**** Passage provided

There's only one downside to this and that's the Mayan version of beauty. A long nose was considered very attractive as was a high forehead. More worringly women being cross eyed was a sign of virility. Then to cap it off they put pieces of Jade in their teeth. Hmm don't fancy yours much......

Wednesday 11 April 2007

We all live in a Yellow Submarine





Roatan, Bay Islands, Honduras:
Karl Stanley has a hobby. He likes to build stuff in his shed. Being a dab hand with a welding torch and knowing a way around a motor helps him in creating rather unique machines. Unlike most tinkerers who play with old Ford cortinas or motorbikes, Karl builds submarines. Then takes people like me down to the bottom of the carribean sea in them.

His latest creation is 'Idabel'. It cost 250,000 dollars to make, by bashing bits of metal together, and I am her 420th dive. And guess what? The guy has painted the damn thing yellow. Why the hell am I going 1000ft into the ocean in what is basically a water version of a kit car based on a cheesy Beatles Song?? I think the heat is getting to me.

Myself and Dragoman's SpannerMonkey Aussie Mike, bravely squeeze into the viewing chamber at the front of the sub. It's 'comfortable' enough for two but can sit three if you're small enough and don't go over the weight restrictions. Worringly there doesn't seem that many dials or switches. There's a guage to tell you how deep you are and a themometer. Karl stands up in a seperate area at the back and drives the thing. Probably using string. Weight distribution is done by sandbags thrown on the floor. Hmm..

On the way out to the Caymen Shelf, a vast ridge stretching down 25,000 feet, we pass Karl's first creation built when he was a teenager. It has now been layed to rest and is a playground for parrot fish and is starting to grow coral. I hope that isn't a bad sign.

Once we start to dive, things get interesting. We plummet down to 1000ft, in about 15 minutes. It gets dark. The rock starts to turn black. You can go down into the abyss and play with weird monsters at 2000ft ( for a lot more dollars) but I think this is enough. Scenes from 'Das Boot' flash before my eyes. Aussie Mike starts to get motion sickness. Our tiny fan isn't keeping us very cool. We start to sweat. Alot.

********

▸ Given exercise a
Reproduce the travel blog excerpt about the submarine dive word for word, from start to finish.
The travel blog excerpt and the listing after it were taken from unrelated sources.

**** Available data

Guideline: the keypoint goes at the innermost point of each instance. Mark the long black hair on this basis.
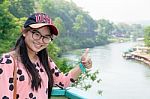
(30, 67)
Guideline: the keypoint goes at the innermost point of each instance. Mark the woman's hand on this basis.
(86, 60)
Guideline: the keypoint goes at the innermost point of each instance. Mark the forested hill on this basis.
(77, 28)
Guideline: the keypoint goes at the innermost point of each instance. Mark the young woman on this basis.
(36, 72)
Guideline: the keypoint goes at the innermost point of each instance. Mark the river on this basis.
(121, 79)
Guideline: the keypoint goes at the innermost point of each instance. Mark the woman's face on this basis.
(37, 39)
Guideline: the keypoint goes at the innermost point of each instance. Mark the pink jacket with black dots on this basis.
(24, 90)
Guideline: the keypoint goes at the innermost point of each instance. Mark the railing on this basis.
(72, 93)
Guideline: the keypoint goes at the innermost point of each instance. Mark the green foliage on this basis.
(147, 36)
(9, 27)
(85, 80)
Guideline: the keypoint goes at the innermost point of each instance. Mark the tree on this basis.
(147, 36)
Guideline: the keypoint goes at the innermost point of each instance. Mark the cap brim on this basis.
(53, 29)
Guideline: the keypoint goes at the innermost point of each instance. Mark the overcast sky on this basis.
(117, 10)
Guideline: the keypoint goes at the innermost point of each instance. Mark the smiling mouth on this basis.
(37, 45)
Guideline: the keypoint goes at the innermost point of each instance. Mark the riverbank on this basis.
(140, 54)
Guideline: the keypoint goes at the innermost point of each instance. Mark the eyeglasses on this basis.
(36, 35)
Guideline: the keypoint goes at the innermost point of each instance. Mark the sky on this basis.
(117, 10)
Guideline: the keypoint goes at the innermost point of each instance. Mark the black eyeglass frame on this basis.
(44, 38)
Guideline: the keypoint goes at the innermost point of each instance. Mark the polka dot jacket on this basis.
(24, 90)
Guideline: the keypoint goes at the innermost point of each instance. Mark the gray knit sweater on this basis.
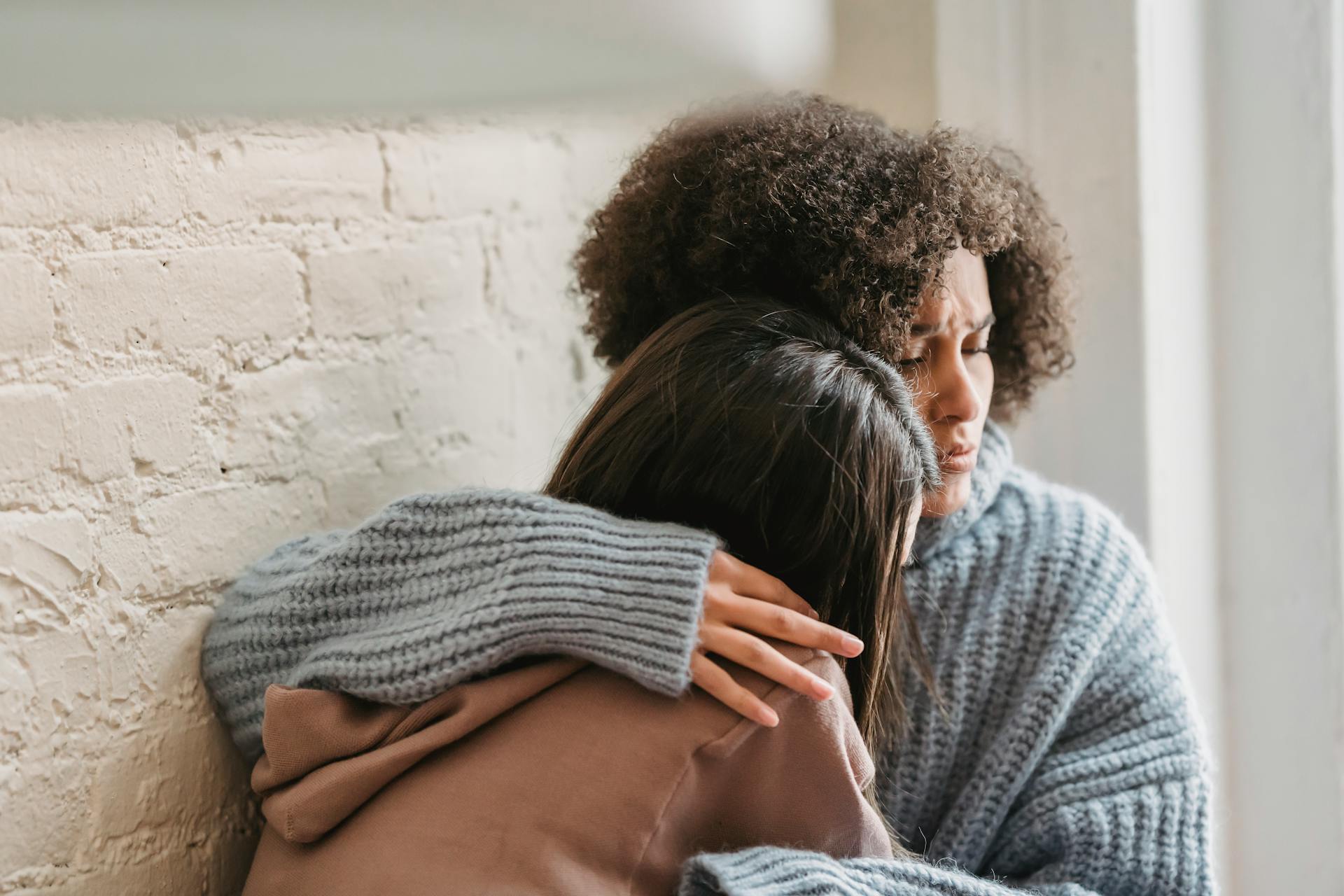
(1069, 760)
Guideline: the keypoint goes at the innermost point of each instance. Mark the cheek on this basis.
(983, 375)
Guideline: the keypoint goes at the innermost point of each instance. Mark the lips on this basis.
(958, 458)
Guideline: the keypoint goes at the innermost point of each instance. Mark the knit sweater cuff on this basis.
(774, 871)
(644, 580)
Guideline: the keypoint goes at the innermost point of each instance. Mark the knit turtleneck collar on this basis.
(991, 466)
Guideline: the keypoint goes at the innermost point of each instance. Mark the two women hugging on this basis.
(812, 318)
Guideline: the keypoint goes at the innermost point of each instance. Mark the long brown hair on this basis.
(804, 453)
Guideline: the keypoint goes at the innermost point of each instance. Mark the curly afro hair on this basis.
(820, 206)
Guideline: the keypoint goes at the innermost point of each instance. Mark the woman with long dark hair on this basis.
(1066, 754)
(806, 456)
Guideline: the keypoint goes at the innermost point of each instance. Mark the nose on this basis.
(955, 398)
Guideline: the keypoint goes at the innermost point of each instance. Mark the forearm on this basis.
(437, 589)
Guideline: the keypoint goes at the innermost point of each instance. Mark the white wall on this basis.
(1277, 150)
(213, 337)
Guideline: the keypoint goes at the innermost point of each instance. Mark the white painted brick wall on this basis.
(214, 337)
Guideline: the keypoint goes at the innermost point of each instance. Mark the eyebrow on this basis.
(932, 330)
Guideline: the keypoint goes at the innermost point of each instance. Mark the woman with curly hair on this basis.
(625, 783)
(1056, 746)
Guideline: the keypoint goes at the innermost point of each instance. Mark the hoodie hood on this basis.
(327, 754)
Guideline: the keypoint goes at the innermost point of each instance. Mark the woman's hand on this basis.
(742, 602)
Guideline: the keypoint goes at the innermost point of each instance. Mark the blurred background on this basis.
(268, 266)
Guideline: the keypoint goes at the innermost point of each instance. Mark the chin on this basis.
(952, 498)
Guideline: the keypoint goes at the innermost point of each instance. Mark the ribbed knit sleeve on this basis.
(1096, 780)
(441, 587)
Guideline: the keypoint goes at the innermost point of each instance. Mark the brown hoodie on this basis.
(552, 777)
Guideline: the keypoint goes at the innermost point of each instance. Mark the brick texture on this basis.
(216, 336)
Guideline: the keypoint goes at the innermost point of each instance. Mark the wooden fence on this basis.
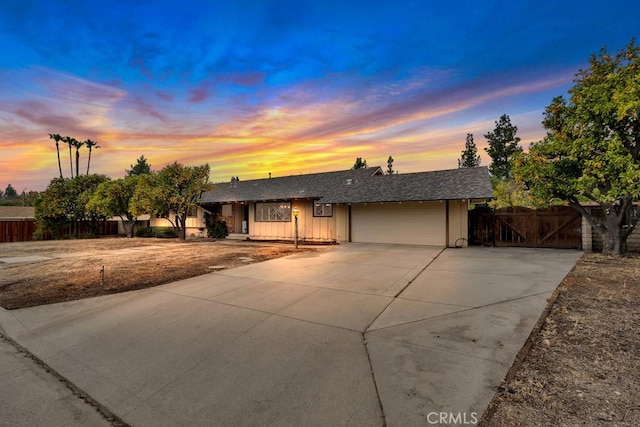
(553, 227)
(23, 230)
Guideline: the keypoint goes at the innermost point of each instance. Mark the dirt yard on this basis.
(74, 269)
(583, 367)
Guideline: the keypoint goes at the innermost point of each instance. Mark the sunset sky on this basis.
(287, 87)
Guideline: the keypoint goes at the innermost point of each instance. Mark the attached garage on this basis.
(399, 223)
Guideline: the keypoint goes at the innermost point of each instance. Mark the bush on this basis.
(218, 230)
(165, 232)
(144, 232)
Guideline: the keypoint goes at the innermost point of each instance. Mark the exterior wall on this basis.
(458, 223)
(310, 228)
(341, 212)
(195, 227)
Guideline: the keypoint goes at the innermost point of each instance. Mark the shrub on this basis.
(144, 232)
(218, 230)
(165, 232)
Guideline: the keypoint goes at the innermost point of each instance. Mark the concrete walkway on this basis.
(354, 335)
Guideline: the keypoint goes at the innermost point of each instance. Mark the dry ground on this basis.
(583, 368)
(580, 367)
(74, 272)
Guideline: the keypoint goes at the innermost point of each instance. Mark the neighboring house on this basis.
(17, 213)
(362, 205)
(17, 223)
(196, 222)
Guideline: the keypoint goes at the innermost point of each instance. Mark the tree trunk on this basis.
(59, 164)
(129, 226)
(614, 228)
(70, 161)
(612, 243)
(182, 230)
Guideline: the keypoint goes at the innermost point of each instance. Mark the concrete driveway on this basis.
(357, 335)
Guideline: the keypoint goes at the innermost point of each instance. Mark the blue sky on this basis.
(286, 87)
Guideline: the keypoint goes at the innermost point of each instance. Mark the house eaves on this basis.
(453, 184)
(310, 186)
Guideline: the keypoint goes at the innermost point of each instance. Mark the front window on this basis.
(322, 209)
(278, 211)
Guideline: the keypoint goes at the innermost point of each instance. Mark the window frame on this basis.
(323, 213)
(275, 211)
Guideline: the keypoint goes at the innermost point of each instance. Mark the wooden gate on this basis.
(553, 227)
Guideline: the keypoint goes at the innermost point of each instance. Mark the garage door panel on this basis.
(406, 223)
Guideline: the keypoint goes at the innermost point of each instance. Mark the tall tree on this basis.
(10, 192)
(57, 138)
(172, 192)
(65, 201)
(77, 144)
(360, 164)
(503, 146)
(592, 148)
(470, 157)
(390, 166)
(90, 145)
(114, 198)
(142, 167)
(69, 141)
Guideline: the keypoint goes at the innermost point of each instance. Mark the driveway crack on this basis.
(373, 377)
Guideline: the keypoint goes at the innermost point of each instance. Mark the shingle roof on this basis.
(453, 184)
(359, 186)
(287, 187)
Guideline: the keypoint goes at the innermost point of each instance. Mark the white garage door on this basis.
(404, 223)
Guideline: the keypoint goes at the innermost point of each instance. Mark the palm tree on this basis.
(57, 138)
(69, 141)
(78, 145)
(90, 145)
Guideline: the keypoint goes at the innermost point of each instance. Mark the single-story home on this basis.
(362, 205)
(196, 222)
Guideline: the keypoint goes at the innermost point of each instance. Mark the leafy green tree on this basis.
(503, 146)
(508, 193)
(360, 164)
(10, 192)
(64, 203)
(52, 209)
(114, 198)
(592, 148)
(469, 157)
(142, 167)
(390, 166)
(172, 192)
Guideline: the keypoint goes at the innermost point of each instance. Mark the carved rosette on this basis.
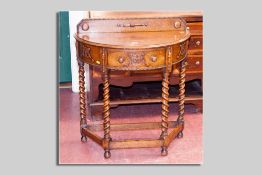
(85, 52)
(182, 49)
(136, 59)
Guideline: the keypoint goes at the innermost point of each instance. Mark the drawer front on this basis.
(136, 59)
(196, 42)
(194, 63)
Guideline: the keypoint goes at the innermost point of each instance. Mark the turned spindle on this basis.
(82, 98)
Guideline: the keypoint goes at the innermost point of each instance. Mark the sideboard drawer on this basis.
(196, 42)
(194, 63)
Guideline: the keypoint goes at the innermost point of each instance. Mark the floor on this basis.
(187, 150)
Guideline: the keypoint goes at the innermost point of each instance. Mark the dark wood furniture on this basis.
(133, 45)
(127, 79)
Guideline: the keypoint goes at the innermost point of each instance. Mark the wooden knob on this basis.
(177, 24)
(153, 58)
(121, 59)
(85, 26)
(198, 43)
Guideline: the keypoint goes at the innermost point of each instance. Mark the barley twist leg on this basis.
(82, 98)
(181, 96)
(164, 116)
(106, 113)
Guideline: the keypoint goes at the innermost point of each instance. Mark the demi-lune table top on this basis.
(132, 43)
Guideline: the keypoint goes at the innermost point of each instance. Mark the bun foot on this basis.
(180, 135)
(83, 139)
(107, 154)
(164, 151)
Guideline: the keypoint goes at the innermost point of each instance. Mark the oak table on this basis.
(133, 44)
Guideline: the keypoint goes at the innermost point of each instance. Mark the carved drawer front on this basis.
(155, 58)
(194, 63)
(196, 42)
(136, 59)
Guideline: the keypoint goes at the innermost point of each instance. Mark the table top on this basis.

********

▸ Given exercise b
Rescale the part of the listing that opens with the line containing "carved drawer front on this basis." and closes with the final line of the listing, both ends included. Write out every line there, guideline lines too, with each point coordinate multiplied by 1.9 and rounded to a whole number (halves up), and give nothing but those lines.

▸ Task solution a
There's only one downside to this and that's the Mayan version of beauty. A long nose was considered very attractive as was a high forehead. More worringly women being cross eyed was a sign of virility. Then to cap it off they put pieces of Jade in their teeth. Hmm don't fancy yours much......

Wednesday 11 April 2007

We all live in a Yellow Submarine





Roatan, Bay Islands, Honduras:
Karl Stanley has a hobby. He likes to build stuff in his shed. Being a dab hand with a welding torch and knowing a way around a motor helps him in creating rather unique machines. Unlike most tinkerers who play with old Ford cortinas or motorbikes, Karl builds submarines. Then takes people like me down to the bottom of the carribean sea in them.

His latest creation is 'Idabel'. It cost 250,000 dollars to make, by bashing bits of metal together, and I am her 420th dive. And guess what? The guy has painted the damn thing yellow. Why the hell am I going 1000ft into the ocean in what is basically a water version of a kit car based on a cheesy Beatles Song?? I think the heat is getting to me.

Myself and Dragoman's SpannerMonkey Aussie Mike, bravely squeeze into the viewing chamber at the front of the sub. It's 'comfortable' enough for two but can sit three if you're small enough and don't go over the weight restrictions. Worringly there doesn't seem that many dials or switches. There's a guage to tell you how deep you are and a themometer. Karl stands up in a seperate area at the back and drives the thing. Probably using string. Weight distribution is done by sandbags thrown on the floor. Hmm..

On the way out to the Caymen Shelf, a vast ridge stretching down 25,000 feet, we pass Karl's first creation built when he was a teenager. It has now been layed to rest and is a playground for parrot fish and is starting to grow coral. I hope that isn't a bad sign.

Once we start to dive, things get interesting. We plummet down to 1000ft, in about 15 minutes. It gets dark. The rock starts to turn black. You can go down into the abyss and play with weird monsters at 2000ft ( for a lot more dollars) but I think this is enough. Scenes from 'Das Boot' flash before my eyes. Aussie Mike starts to get motion sickness. Our tiny fan isn't keeping us very cool. We start to sweat. Alot.

▸ Task solution b
Guideline: the keypoint goes at the innermost point of each instance. Mark the carved drawer front on this basis.
(295, 110)
(369, 120)
(372, 80)
(258, 112)
Guideline: the keypoint goes at the innermost point of each instance. Mark the table top on this basis.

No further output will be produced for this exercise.